- **TEXT SHOWN**:

○ ○ ○

Dear superunknown,
I have labored over the past five hours to write a Python script
according to your specifications, and hereby present to you a first
draft. I call it a first draft because it is unlikely that any program
of this length, no matter how skillful the programmer, is free of
bugs. I would be surprised if this one were. I have tested it to some
extent on my own machine with a toy example, but I do not have access
to your particular files. Bugs and incompatibility problems are likely
to arise, as I detail below. Bear in mind, however, that I am
committed to stamping out every single bug and modifying any feature
until the program suits your needs precisely. My work on this question
is not done until you are completely satisfied.
In order to try out the script, you will first have to examine and
modify the six constants defined near the beginning. Two of these are
the custom field value and custom header that you requested, while the
remaining four govern the behavior of the script to make it more
adaptable to different circumstances. If the meaning of any of these
constants is unclear, just ask. Once you have adjusted them to your
liking, execute the script from a command line by typing
python.exe grok.py
on a Windows box or
python grok.py
on Linux, and see what happens. If the script crashes with a
nonsensical error message, report back to me with a text dump so that
I can get to work immediately on fixing the problem. If the error is
reported by my own script -- you'll be able to tell from the
relatively friendly message beginning with "error:" -- then it's a
problem I've anticipated, and again I'll want to see a dump. Your
choice of operating system may have a number of characteristics that I
was unable to predict in advance.

○ ○ ○

- **SUPPLIED MATERIAL**:

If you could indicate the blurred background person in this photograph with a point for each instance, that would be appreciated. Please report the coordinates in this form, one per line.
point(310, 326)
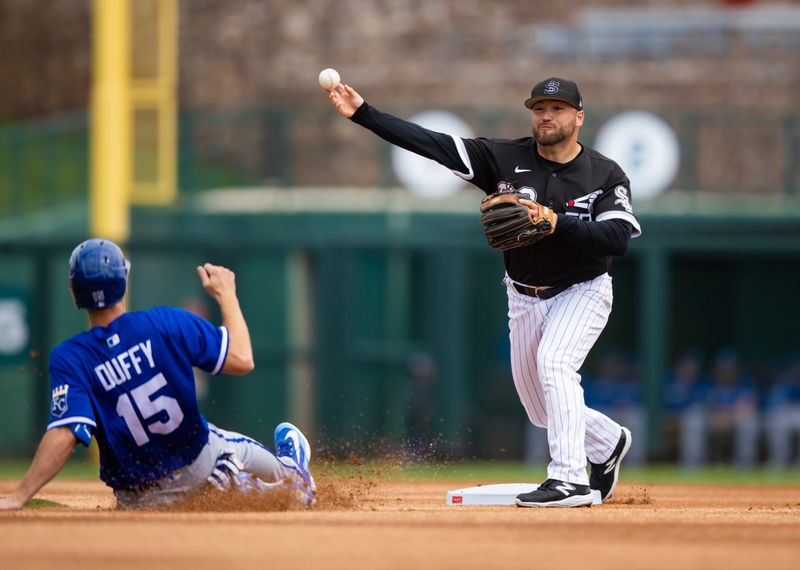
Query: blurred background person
point(725, 425)
point(614, 390)
point(684, 408)
point(782, 416)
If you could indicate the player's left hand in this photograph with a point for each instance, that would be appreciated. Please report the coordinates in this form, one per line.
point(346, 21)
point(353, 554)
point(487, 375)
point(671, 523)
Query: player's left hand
point(226, 471)
point(345, 99)
point(511, 219)
point(218, 281)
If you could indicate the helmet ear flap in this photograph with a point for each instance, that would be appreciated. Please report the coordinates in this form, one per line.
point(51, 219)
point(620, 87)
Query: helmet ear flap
point(98, 274)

○ ○ ○

Pick up the letter above about the draft Python script after its last sentence and continue writing it.

- **RESULT OF THE TASK**:
Among these unpredictable characteristics is the required reading and
writing mode for .csv files. I can read and write them in binary mode
on my Linux box, but your system may require text mode. A somewhat
more significant problem is that of the format to which your
particular CSV files adhere, since there is no single accepted CSV
standard. The script at present assumes that it is reading a file in
Excel's CSV format. If this is not the case, you will have to post a
sample file so that I can analyze the formatting differences and
implement them accordingly. Yet another difficulty is with the
comparison operators, since I don't know what kinds of values you have
in your fields. At present, the script properly sorts numbers and
strings. If you have other kinds of data in your fields, again I'll
have to see a sample file for analysis. I'm also not quite sure I've
correctly interpreted your requirements for "custom value" and "custom
first line", but I will work with you to adapt this and any other
program feature to meet your needs.
In addition, I would like to point out a few suboptimal aspects of the
algorithm you specified, which I nonetheless implemented exactly to
order. In particular, there is no need to sort the records by their
sixth field if you merely want to find out the lowest value present in
the sixth field of any record. This could be done by a traversal of
the records in their existing order. Then you ask that records with
any other value in the sixth field be thrown out, but later, you
specify that the records be sorted according to values in the sixth
field, yet the effect of the filtering step is that these values are
all the same. Please don't think that I am criticizing your choice of
algorithm. There may be details I don't understand, and perhaps you
intend to modify the algorithm later so that these steps are necessary
after all. I only wanted to bring these slight inefficiencies to your
attention in case you weren't aware of them. In any event, I have
implemented them according to spec.
The script follows. I have included some inline comments so that it
won't be entirely incomprehensible to those who have done some
programming.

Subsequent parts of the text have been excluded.